**Text block**

BEGIN

Tag Archives: Rhode Island

Lil’ Rhody Part 2

“Be thankful we’re not getting all the government we’re paying for.” Will Rogers

Senate President Ruggerio and House Speaker Mattiello (from WPRO 2015)

The last post ended with Rhode Island’s colorful rogue, Buddy Cianci, long time Providence mayor and failed gubernatorial candidate. This time up, the current gray denizens inhabiting the Rhode Island statehouse make their appearance. Long dominated by the Democrat Party, Rhode Island politics are inbred and clubby on a need to know basis. Outsiders and voters don’t need to know.

Much has been written about ‘deep state’ bureaucracy in Washington: privileged, secretive and shielded from view, intensely ideological, entitled, entrenched, metastasizing relentlessly and ruthless in its self-regard and self-preservation.  Each state has its own version; Rhode Island is no exception.

When Rita worked as Executive Director of Rhode Island Right to Life, she was a registered lobbyist and stalked the corridors of the statehouse discussing pending legislation relevant to her organization with state reps and senators and occasionally governors and Federal reps and senators.  On one of her first visits to the Statehouse, Rita was anxious to learn the ways of the labyrinth.  She went to the office of a friend, who was office manager to the Democrat Senate Majority Leader, who eventually quit under a cloud. Under a cloud is how many incumbents reluctantly fade away in Rhode Island.

While she was there, a confidant of her friend and recently in her probationary period as a new state employee, rushed through the door and breathlessly exclaimed, “I got my benefits!” She had the enthusiasm of someone who just hit the lottery. And in a way, she had. Lifetime health care and pension benefits, and even though grossly underfunded by a legislature reluctant to disclose the full costs of employee sinecures to the voters, the promise was at least there for permanent security. “I got my benefits!” translated as “I am now deeply ensconced in the elite cadre of protected forever state workers!” Or in short, “Hallelujah, hallelujah, there is a God!![i]

After Rita left her friend’s office, she made her way down the stairs past another public employee sitting at a naked desktop in an empty corridor waiting for his benefits. On his desk was nothing: no phone, no computer, no paper, not even a magazine. He did not look embarrassed or bored or apologetic to be doing absolutely nothing. He was friendly in an offhanded, distracted way and seemed confident that there would be no negative repercussions for his lack of productive work. These things will work themselves out. Eventually. No one had asked him to do anything or defined his job for him, but his paycheck would clear on Friday – the reward for shoe leather expended in some key office holder’s campaign no doubt. Thus, were Rita’s first lessons in Rhode Island state governance completed.

Please understand there are many highly skilled professionals who work hard every day as public employees, and we are fortunate they do, especially in jobs protecting the environment, clean air and water, health and safety. But there are others who tarnish the great ones, which should offend the productive workers and the voters.

“One who deceives will always find those who allow themselves to be deceived.” Niccolo Machiavelli

Last post Rhode Island was lauded as the ‘Most Peaceful’ state in the country. Lil’ Rhody shows on some other lists. It ranks sixth highest in total tax burden on its citizens[ii], not a great surprise as all the others at the top are similarly Democrat controlled. Democrats are the party of coercive government solutions to social problems, irrespective of evidence that the state can positively influence them. The Law of Unintended Consequences is as real as gravity, especially when complicated with vote pandering and political posturing. Rhode island is well situated as well in the top tier of public employees per capita[iii].

END

**Task 1**
According to the Rhode Island post, where does Rhode Island rank in total tax burden on its citizens?
**Task 2**
Reproduce the Rhode Island post word for word from "Last post Rhode" to "employees per capita[iii].".
**Task 3**
Carry on writing the Rhode Island post, starting after its last sentence.
The records come from a separate, unrelated source.

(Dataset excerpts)
BEGIN

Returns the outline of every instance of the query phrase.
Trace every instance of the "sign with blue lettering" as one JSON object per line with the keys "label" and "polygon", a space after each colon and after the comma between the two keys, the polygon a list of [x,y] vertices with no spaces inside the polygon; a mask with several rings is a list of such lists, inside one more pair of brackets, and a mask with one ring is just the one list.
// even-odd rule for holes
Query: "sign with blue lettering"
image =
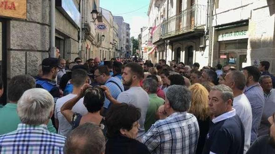
{"label": "sign with blue lettering", "polygon": [[103,22],[97,24],[96,28],[98,30],[105,31],[107,29],[107,25]]}
{"label": "sign with blue lettering", "polygon": [[72,0],[55,0],[57,8],[75,26],[80,27],[80,13]]}
{"label": "sign with blue lettering", "polygon": [[248,38],[248,26],[218,31],[218,41]]}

END

**Answer space 1**
Sixth highest.

**Answer space 2**
Last post Rhode Island was lauded as the ‘Most Peaceful’ state in the country. Lil’ Rhody shows on some other lists. It ranks sixth highest in total tax burden on its citizens[ii], not a great surprise as all the others at the top are similarly Democrat controlled. Democrats are the party of coercive government solutions to social problems, irrespective of evidence that the state can positively influence them. The Law of Unintended Consequences is as real as gravity, especially when complicated with vote pandering and political posturing. Rhode island is well situated as well in the top tier of public employees per capita[iii].

**Answer space 3**
In a couple of other categories, though, Rhode Island does not sit on the top of the pyramid. In the annual CNBC study of the states that grow jobs and induce new businesses to move in, Rhode Island climbed a notch or two out of the cellar a year ago, but for 2019 dropped into its accustomed spot, fiftieth out of fifty.[iv] We bleed jobs in Rhode Island, and subsequently we hemorrhage population and are in danger of losing one of our two House of Representative seats. More alarming, what we are losing is our young people, so the population demographic is aging. The state spends lavishly to educate our young and hosts several excellent universities, but their graduates head to Texas, Arizona, North Carolina or even neighboring Massachusetts for far better job prospects.

Anyone who has driven Rhode Island potholed roads and over or under its rusted steel and pitted concrete bridges is not surprised at another national ranking. Again, fiftieth out of fifty for infrastructure[v]. That’s right. Sixth in tax burden, fiftieth in infrastructure and business development. Taxpayer money is sucked into the spongy conduits of government: nepotism and connected public jobs, underfunded and unaffordable pension plans for public employees and underwriting bonds for ill advised, but politically attractive private businesses like Curt Schilling’s sports video games debacle. The black hole at the center of our Milky Way galaxy is more attractive as an investment.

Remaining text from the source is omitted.